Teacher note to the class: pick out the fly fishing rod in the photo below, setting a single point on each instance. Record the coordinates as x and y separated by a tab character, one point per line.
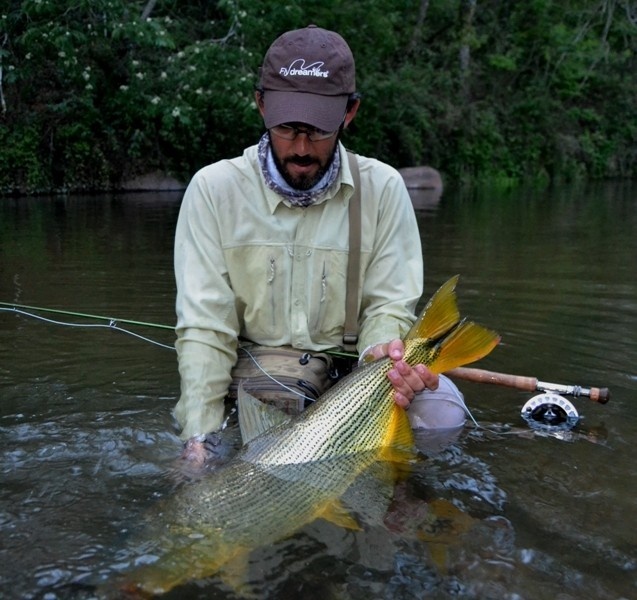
529	384
520	382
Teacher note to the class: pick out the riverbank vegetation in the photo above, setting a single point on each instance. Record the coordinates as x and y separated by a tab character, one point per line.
96	92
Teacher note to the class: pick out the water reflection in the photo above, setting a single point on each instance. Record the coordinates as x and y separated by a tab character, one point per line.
87	441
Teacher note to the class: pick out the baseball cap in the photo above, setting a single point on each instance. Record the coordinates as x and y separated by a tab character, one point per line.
307	76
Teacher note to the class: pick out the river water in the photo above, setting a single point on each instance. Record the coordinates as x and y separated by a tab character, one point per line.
502	510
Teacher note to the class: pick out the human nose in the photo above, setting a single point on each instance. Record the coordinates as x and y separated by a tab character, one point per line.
301	143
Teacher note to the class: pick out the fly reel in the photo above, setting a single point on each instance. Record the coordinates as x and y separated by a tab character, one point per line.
550	410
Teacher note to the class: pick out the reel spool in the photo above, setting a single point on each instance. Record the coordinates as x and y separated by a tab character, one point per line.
550	410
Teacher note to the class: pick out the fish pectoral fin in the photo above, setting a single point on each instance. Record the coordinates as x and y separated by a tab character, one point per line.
465	344
337	514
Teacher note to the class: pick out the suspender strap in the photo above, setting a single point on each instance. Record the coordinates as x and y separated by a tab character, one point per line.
350	330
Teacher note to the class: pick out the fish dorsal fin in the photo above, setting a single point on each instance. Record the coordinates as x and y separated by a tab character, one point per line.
256	417
465	344
336	513
439	315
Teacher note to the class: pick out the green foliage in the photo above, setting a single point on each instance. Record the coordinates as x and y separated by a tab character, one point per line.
94	94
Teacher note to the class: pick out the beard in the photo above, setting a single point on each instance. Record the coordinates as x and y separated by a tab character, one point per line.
302	182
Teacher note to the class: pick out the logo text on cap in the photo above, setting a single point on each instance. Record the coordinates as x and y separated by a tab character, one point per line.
297	67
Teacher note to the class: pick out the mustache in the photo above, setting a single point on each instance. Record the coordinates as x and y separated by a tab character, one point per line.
302	161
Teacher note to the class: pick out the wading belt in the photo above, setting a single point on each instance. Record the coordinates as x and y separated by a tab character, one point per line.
350	329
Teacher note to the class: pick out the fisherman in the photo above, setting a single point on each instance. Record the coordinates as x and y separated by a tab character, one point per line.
261	245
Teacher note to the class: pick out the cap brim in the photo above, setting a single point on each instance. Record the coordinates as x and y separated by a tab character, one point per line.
323	112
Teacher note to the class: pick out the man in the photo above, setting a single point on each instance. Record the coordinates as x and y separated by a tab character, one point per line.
261	244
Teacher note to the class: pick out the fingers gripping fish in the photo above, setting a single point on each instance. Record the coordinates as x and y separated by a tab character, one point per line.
297	471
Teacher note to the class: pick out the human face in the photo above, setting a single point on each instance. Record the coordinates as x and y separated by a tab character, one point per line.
301	162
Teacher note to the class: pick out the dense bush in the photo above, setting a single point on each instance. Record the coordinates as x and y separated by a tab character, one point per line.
94	92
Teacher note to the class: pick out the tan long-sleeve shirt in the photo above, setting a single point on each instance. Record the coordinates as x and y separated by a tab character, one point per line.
249	264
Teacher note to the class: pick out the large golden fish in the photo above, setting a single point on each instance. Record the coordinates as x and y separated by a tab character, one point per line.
297	471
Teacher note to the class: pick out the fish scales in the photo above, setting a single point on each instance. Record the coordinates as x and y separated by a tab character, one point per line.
297	471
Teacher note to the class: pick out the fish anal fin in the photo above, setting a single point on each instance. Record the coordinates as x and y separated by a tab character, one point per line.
439	315
337	514
234	573
467	343
399	438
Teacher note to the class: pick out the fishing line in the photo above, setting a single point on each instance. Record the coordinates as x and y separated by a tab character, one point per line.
272	378
111	325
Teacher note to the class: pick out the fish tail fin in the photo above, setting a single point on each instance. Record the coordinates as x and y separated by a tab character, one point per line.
465	344
440	314
454	342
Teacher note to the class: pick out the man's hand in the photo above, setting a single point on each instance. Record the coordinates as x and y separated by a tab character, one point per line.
406	380
206	449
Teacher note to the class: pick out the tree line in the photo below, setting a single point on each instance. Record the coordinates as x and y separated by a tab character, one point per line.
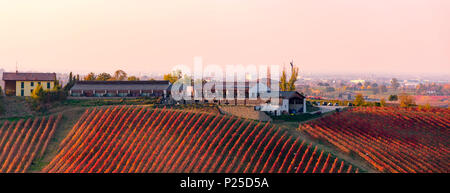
118	75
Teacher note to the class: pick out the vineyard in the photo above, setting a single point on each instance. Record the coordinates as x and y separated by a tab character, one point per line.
139	139
389	139
23	141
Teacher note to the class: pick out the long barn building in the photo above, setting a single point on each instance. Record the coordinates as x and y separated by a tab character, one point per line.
156	88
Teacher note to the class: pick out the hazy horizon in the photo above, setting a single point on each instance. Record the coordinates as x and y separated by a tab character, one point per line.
349	36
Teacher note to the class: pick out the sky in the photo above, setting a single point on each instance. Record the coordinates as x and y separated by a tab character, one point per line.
143	36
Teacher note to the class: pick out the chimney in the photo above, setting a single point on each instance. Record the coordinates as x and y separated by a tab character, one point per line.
268	78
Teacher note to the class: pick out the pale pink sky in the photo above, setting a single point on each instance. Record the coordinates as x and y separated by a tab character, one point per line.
410	36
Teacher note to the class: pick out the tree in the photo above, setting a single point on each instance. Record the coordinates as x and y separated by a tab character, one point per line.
383	102
71	82
119	75
359	100
173	76
393	97
395	84
406	100
91	76
133	78
289	85
103	77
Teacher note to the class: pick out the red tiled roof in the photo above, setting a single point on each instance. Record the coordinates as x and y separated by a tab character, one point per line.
29	76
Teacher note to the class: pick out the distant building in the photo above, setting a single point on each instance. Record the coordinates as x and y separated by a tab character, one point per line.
156	88
358	81
289	102
23	84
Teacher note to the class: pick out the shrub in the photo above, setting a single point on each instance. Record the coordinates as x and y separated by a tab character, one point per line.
406	100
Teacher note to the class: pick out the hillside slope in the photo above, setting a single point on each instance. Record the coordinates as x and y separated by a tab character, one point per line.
23	141
140	139
389	139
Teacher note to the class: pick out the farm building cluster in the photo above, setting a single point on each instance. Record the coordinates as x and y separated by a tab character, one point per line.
245	93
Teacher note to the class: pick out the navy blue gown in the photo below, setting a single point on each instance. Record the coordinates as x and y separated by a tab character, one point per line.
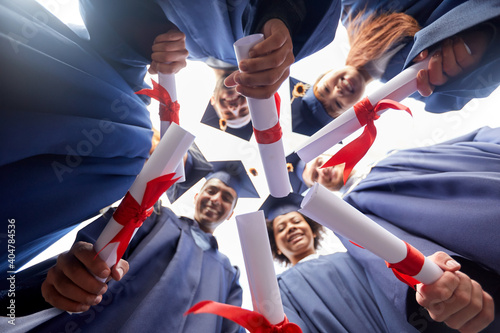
124	31
438	198
440	20
73	135
334	294
169	273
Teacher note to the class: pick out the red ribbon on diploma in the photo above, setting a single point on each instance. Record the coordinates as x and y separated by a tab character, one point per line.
131	214
273	134
410	266
253	321
354	151
169	111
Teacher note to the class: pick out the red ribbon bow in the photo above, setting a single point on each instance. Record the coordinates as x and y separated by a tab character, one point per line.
354	151
169	111
274	133
253	321
131	214
409	266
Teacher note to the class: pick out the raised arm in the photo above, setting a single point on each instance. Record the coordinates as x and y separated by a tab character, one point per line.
71	284
456	299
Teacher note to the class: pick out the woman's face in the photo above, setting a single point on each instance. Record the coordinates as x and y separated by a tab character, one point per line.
330	177
293	236
230	105
339	90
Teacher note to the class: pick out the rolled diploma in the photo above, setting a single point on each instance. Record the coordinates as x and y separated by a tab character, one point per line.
326	208
256	249
398	88
172	147
264	115
167	81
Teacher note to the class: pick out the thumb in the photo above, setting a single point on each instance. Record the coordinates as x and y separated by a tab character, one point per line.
445	262
421	56
229	81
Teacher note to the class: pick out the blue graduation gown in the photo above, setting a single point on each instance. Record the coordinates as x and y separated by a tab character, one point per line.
211	27
334	294
438	198
73	135
440	20
169	273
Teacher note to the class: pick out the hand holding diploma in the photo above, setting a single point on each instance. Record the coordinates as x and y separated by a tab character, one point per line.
448	294
268	64
157	175
267	130
326	208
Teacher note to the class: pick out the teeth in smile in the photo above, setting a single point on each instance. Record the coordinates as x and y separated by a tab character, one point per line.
348	85
232	98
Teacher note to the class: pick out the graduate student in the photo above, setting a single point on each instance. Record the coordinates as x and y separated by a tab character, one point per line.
174	263
73	135
336	293
386	37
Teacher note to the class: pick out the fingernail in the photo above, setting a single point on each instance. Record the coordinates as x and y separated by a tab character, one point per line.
452	264
103	290
97	300
120	272
104	274
82	308
237	78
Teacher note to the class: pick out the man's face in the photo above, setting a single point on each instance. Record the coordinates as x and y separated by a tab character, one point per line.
339	90
214	204
331	177
229	104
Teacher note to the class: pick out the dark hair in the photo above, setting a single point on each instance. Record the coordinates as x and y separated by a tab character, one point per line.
316	228
372	36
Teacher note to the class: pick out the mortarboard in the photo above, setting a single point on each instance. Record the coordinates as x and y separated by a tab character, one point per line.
195	168
211	118
308	114
273	207
234	175
295	169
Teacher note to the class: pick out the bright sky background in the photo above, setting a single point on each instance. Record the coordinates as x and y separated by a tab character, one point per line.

» The task
Reproduce, word for word, the lines of the data from the one that contains "Teacher note to the class: pick out the fingernail" to the end, both ends included.

» Task solution
Teacher note to the class: pick out the fingernail in the photo above, setting a single point on each instance. Record the coordinates as x and y separated by a tab character, one point per line.
452	264
103	290
97	300
120	272
104	274
82	308
237	78
Teacher note to the class: pick out the man's face in the photo above, setting a single point on each instance. Record the coordinates as x and y separated by a tab character, one point per line.
339	90
214	204
331	177
229	104
Teacher note to the class: pick out the dark hair in the photo above, setting a single point on each instance. Record the coordinates as x and y separated by a tab character, one point per line.
316	228
372	36
Teacher note to the class: pick out the mortarboard in the photo above, setting a single point on each instance. Record the coordinates as x and y separated by a tab character, one point per line.
195	168
211	118
308	114
273	207
234	175
295	169
Teacher note to the class: pick out the bright sky background in the photo above, setting a single point on each instance. Record the coordinates as x and y separated by a tab character, one point per line.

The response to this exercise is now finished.